KUTIPAN SUMBER:

UJIAN
TENGAH SEMESTER ADMINISTRASI PEMERINTAH DAERAH
KAJIAN TERHADAP DANA OTONOMI KHUSUS DAERAH
ACEH :
RAKYAT MENDERITA, DANA OTONOMI KHUSUS KEMANA?
Dosen
: Pandhu Yuanjaya S.Sos, MPA

Oleh:
Isabel Anjani
15417141035
A
PROGRAM STUDI ADMINISTRASI NEGARA
FAKULTAS ILMU SOSIAL
UNIVERSITAS NEGERI YOGYAKARTA
2015
DANA OTONOMI KHUSUS DAERAH ACEH :
RAKYAT
MENDERITA, DANA OTONOMI KHUSUS KEMANA?
Dalam
perspektif yuridis Aceh memiliki sebutan yang beragam seperti Propinsi Aceh,
Pemerintahan Aceh, Daerah Istimewa Aceh sebagai Provinsi Nanggroe Aceh Darussalam
dan Keistimewaan Provinsi Istimewa Aceh. Aceh adalah salah satu daerah yang ada
di Pulau Sumatera yang menjadi daerah Otonomi Khusus. Bagaimana Aceh dapat menjadi Daerah Otonomi
Khusus? Pada saat presiden pertama Republik Indonesia Ir. Soekarno datang untuk
mengunjungi Aceh pada tanggal 15 Juni 1948, Daud Beureueh meminta kepada
Soekarno agar suatu saat Aceh diberikan kebebasan dalam menjalankan
pemerintahannya sesuai syariat Islam. Karena permintaan tersebut pada akhirnya
Soekarno pun berjanji bahwa Aceh akan diberikan hak untuk menyusun rumah
tangganya sendiri sejalan dengan syariat Islam. Untuk membuktikan janji
Soekarno tersebut maka sejumlah tokoh-tokoh Aceh pada tahun 1949 menghadap
kepada Syafruddin Prawiranegara yang saat itu menjadi Wakil Perdana Menteri
untuk mendesak Pemerintah Pusat agar Aceh dapat membentuk daerah yang otonom
dalam mengurus rumah tangga daerahnya sendiri. Untuk memenuhi aspirasi
masyarakat Aceh ini pada akhirnya Soekarno mengubah status Aceh menjadi Daerah
Otonom Propinsi Aceh pada tanggal 29 November 1956 sesuai dengan yang tertuang
pada Undang-Undang Nomor 24 Tahun 1956 tentang Pembentukkan Daerah Otonomi
Propinsi Atjeh dan Perubahan Peraturan Pembentukkan Propinsi Sumatera Utara
yang diundangkan pada tanggal 7 Desember 1956. Aceh memperoleh hak-hak otonomi
yang luas dibidang agama, adat, dan pendidikan. Negara telah mengakui
Keistimewaan dan Kekhususan daerah Aceh yang telah ditetapkan dalam
Undang-Undang Nomor 11 Tahun 2006 tentang Pemerintahan Aceh (LN 2006 No. 62,
TLN 4633) dan Undang-Undang Nomor 18 Tahun 2001 tentang Otonomi Khusus Bagi
Daerah Istimewa Aceh sebagai Provinsi Nanggroe Aceh Darussalam.

SOAL LATIHAN A:
Hitung jumlah baris dalam daftar di bawah yang memuat string "license", dengan membedakan huruf besar dan kecil. Jawab dengan angkanya saja.
Kutipan sumber ini dan daftar berikutnya adalah bahan yang berdiri sendiri-sendiri.

DATA YANG DISEDIAKAN:

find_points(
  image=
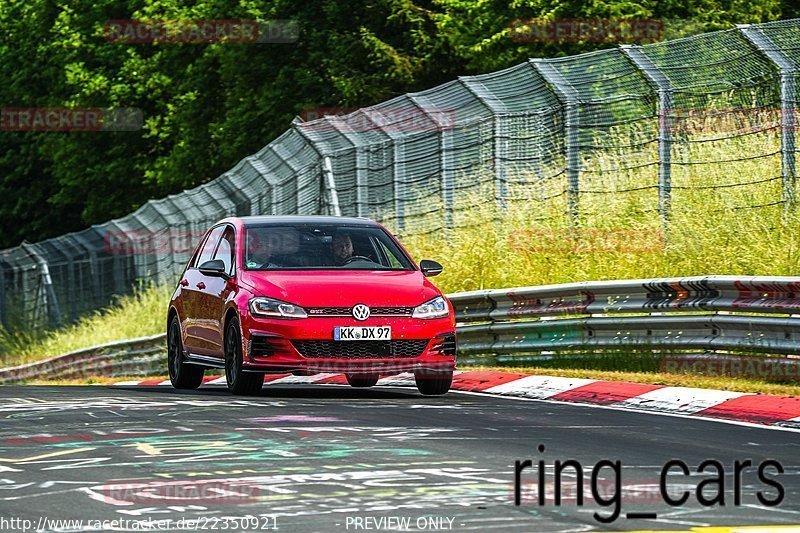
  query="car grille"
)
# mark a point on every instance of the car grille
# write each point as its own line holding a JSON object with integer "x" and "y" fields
{"x": 260, "y": 346}
{"x": 348, "y": 311}
{"x": 360, "y": 349}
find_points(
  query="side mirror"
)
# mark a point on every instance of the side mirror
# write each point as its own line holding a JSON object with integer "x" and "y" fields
{"x": 215, "y": 267}
{"x": 430, "y": 268}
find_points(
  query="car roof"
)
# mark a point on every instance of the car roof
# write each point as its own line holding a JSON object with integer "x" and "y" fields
{"x": 305, "y": 219}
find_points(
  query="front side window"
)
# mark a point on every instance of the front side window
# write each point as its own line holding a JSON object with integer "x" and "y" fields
{"x": 225, "y": 250}
{"x": 209, "y": 245}
{"x": 322, "y": 247}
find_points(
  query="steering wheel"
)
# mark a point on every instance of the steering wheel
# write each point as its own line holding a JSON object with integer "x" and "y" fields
{"x": 356, "y": 258}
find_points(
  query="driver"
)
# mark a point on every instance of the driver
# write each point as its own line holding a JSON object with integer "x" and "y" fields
{"x": 342, "y": 248}
{"x": 259, "y": 251}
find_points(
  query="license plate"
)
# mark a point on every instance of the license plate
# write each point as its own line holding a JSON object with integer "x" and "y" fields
{"x": 362, "y": 333}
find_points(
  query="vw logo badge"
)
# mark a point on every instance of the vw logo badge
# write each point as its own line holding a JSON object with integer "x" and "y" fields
{"x": 361, "y": 312}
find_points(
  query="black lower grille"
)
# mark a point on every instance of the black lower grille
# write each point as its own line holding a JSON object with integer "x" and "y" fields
{"x": 360, "y": 349}
{"x": 448, "y": 345}
{"x": 260, "y": 346}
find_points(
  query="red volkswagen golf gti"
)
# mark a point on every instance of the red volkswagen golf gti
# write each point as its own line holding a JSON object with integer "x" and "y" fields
{"x": 305, "y": 295}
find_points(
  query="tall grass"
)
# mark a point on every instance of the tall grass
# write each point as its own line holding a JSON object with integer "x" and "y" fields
{"x": 139, "y": 314}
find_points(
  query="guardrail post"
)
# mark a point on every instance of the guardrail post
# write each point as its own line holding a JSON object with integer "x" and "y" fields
{"x": 568, "y": 96}
{"x": 664, "y": 89}
{"x": 788, "y": 71}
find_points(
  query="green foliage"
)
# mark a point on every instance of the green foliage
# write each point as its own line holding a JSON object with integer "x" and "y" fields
{"x": 206, "y": 106}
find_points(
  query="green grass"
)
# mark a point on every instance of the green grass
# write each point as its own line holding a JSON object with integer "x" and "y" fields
{"x": 139, "y": 314}
{"x": 530, "y": 242}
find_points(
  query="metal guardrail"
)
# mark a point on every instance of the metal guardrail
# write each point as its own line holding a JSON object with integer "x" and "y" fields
{"x": 694, "y": 313}
{"x": 700, "y": 314}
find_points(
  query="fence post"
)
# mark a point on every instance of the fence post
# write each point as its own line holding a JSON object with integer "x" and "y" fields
{"x": 568, "y": 96}
{"x": 362, "y": 165}
{"x": 398, "y": 170}
{"x": 498, "y": 108}
{"x": 333, "y": 196}
{"x": 3, "y": 322}
{"x": 49, "y": 300}
{"x": 664, "y": 90}
{"x": 787, "y": 70}
{"x": 445, "y": 134}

SOAL LATIHAN B:
Menurut kutipan sumber di atas, apa alasan Soekarno mengubah status Aceh menjadi Daerah Otonom Propinsi Aceh pada 29 November 1956? Jelaskan dalam satu sampai tiga kalimat.

JAWABAN A:
2

JAWABAN B:
Soekarno mengubah status Aceh menjadi Daerah Otonom Propinsi Aceh untuk memenuhi aspirasi masyarakat Aceh. Aspirasi itu disampaikan sejumlah tokoh Aceh pada tahun 1949 kepada Wakil Perdana Menteri Syafruddin Prawiranegara. Mereka mendesak Pemerintah Pusat agar Aceh dapat membentuk daerah otonom yang mengurus rumah tangga daerahnya sendiri.